┌─ TEXT

Trinkwasser-Installationen: ganzheitliche Betrachtungsweise

Erläuterungen zur Neuauflage der VDI 6023

Mit Veröffentlichung der Weißdrucke der VDI 6023 Blatt 1 und VDI-MT 6023 Blatt 4 ist die Richtlinienreihe VDI 6023 („Hygiene in Trinkwasser-Installationen; Anforderungen an Planung, Ausführung, Betrieb und Instandhaltung“) jetzt komplett. Sie stellt damit – in Bezug auf Verantwortlichkeiten und Zuständigkeiten – den aktuellen Wissensstand zum Erhalt der Trinkwassergüte dar.

Binnen einer Dekade kann viel passieren. Vor rund zehn Jahren sorgte bspw. beim Thema „Erhalt der Trinkwassergüte“ in der Fachwelt die seinerzeit novellierte Trinkwasserverordnung (TrinkwV) für massive Diskussionen. Denn über die Neufassung wurden verbindliche Regeln für Materialien und Werkstoffe in Kontakt mit Trinkwasser eingeführt. Durch diese Änderung konnte das Umweltbundesamt (UBA) im nächsten Schritt erstmals verbindliche Anforderungen zur Bewertung der hygienischen Eignung von Werkstoffen und Materialien festlegen. 

Das Beispiel macht plastisch deutlich, wie viel sich seitdem getan hat – und warum die ebenfalls in jenem Jahr (erstmals) veröffentlichte VDI 6023 novelliert werden musste. Insbesondere, weil aus der punktuellen Betrachtung des Systems Trinkwasserversorgung und -Installationen ein ganzheitlicher Betrachtungsansatz geworden ist, wie schon der „Wichtige Hinweis“ in der Einleitung zur neuen VDI 6023 deutlich macht: „Voraussetzung für die Einhaltung der Hygieneanforderungen der TrinkwV ist ein hygienisch einwandfreier Anlieferungszustand des Trinkwassers und der trinkwasserberührten Komponenten der Trinkwasser-Installation. Die Verantwortung für eine lückenlose Qualitätskette liegt gleichermaßen beim Wasserversorgungsunternehmen sowie bei den Komponentenherstellern, der Lieferkette, beim Handel, beim Anlagenerrichter und beim späteren Betreiber und Nutzern.“ Die VDI 6023 fügt sich mit diesem Verweis harmonisch in das auch in der Europäischen Trinkwasserrichtlinie (DWD) formulierte Verständnis ein, den Erhalt der Trinkwasserqualität ganzheitlich zu betrachten: Der Erhalt der Trinkwassergüte geht jeden etwas an, der damit zu tun hat – das wird im Übrigen auch die derzeit in Überarbeitung befindliche TrinkwV unterstreichen, wenn sie in diesem Frühsommer veröffentlich wird.

└─

# AUFGABEN:
**a.** Prüfe, ob die Aussagen (i) bis (iii) mit dem Text zur VDI 6023 übereinstimmen, und belege jedes Ja oder Nein mit den entscheidenden Worten des Textes als wörtliches Zitat.
(i) Das Umweltbundesamt konnte erstmals verbindliche Anforderungen zur Bewertung der hygienischen Eignung von Werkstoffen und Materialien festlegen.
(ii) Die Verantwortung für eine lückenlose Qualitätskette liegt laut dem „Wichtigen Hinweis“ allein beim Wasserversorgungsunternehmen.
(iii) Die VDI 6023 wurde erstmals im selben Jahr veröffentlicht wie die damals novellierte TrinkwV.
**b.** Setze den Text zur Neuauflage der VDI 6023 nach seinem letzten Satz fort.

┌─ ERFASSTE DATEN

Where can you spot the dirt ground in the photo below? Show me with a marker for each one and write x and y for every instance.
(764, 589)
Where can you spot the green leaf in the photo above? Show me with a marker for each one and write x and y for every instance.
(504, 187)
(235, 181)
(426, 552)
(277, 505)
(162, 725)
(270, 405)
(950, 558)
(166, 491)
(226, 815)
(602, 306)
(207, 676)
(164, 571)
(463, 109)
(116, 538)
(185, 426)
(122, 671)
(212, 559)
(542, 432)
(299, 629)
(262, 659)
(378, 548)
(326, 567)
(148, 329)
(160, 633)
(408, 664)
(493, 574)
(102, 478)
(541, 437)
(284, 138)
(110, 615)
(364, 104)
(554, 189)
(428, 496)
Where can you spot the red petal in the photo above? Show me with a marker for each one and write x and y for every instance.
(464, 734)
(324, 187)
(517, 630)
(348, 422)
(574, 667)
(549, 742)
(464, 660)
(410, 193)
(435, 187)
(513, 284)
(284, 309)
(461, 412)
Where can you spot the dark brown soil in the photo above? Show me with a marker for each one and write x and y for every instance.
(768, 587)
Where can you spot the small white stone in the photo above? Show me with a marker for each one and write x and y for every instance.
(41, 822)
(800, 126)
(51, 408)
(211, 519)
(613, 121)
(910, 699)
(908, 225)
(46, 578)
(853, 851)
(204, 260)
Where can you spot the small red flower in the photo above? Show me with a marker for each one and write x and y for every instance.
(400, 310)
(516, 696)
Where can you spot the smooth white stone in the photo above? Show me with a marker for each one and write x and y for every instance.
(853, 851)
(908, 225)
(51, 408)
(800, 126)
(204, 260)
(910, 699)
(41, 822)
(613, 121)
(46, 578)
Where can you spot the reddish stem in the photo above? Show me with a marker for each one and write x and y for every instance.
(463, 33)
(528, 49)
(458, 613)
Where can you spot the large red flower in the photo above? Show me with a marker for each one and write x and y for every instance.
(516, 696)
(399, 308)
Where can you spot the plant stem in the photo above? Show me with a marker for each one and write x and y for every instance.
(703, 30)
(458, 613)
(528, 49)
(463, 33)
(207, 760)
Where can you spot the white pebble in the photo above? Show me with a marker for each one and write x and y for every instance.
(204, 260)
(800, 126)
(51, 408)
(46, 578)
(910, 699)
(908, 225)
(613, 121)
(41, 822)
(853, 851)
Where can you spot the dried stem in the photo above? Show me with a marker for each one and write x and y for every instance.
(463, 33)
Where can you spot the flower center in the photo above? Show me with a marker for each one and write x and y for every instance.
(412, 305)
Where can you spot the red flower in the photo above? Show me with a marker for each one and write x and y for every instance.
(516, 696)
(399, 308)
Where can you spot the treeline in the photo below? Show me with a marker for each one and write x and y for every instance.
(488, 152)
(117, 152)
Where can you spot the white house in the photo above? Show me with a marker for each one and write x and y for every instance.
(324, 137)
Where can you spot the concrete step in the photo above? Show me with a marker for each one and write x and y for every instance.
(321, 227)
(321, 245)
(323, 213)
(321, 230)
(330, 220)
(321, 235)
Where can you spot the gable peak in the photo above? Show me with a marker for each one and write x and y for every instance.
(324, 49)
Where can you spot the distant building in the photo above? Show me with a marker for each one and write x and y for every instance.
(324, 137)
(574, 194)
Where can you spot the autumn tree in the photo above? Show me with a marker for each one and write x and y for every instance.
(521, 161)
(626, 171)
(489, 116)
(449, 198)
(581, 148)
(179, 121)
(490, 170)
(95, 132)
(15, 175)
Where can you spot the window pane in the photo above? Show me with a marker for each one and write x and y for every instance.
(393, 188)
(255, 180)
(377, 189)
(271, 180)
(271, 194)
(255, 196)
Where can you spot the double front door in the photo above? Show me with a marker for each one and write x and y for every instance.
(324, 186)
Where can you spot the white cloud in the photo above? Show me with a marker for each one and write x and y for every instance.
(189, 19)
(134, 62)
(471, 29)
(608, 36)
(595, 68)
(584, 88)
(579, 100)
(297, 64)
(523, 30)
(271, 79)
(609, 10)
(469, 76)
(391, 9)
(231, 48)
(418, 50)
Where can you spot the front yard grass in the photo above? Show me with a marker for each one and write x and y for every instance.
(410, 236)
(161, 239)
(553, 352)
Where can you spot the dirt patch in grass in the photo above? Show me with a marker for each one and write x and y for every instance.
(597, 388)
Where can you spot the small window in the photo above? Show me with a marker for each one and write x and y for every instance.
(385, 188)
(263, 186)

└─

# ANTWORTEN:
**a.**
(i) Ja: „konnte das Umweltbundesamt (UBA) im nächsten Schritt erstmals verbindliche Anforderungen zur Bewertung der hygienischen Eignung von Werkstoffen und Materialien festlegen“
(ii) Nein: „Die Verantwortung für eine lückenlose Qualitätskette liegt gleichermaßen beim Wasserversorgungsunternehmen sowie bei den Komponentenherstellern, der Lieferkette, beim Handel, beim Anlagenerrichter und beim späteren Betreiber und Nutzern.“
(iii) Ja: „die ebenfalls in jenem Jahr (erstmals) veröffentlichte VDI 6023“

**b.**
Ganzheitliche Betrachtung

Diese inhaltliche Ausweitung erscheint auf den ersten Blick überraschend, denn eigentlich ist die VDI 6023 mit 38 gegenüber 62 Seiten deutlich schlanker geworden als die Vorgängerfassung von 2013. Das hat aber einen einfachen Grund: Weil Planer, ausführende Fachhandwerker und Betreiber einer Trinkwasser-Installation jetzt gleichermaßen für den Erhalt der Trinkwasserhygiene verantwortlich sind, wurden aus Gründen der Übersichtlichkeit zu Einzelaspekten auch einzelne Blätter notwendig. Dazu zählen bspw. die Gefährdungsanalyse als eigenständiges Blatt 2, Betrieb und Instandhaltung als Blatt 3.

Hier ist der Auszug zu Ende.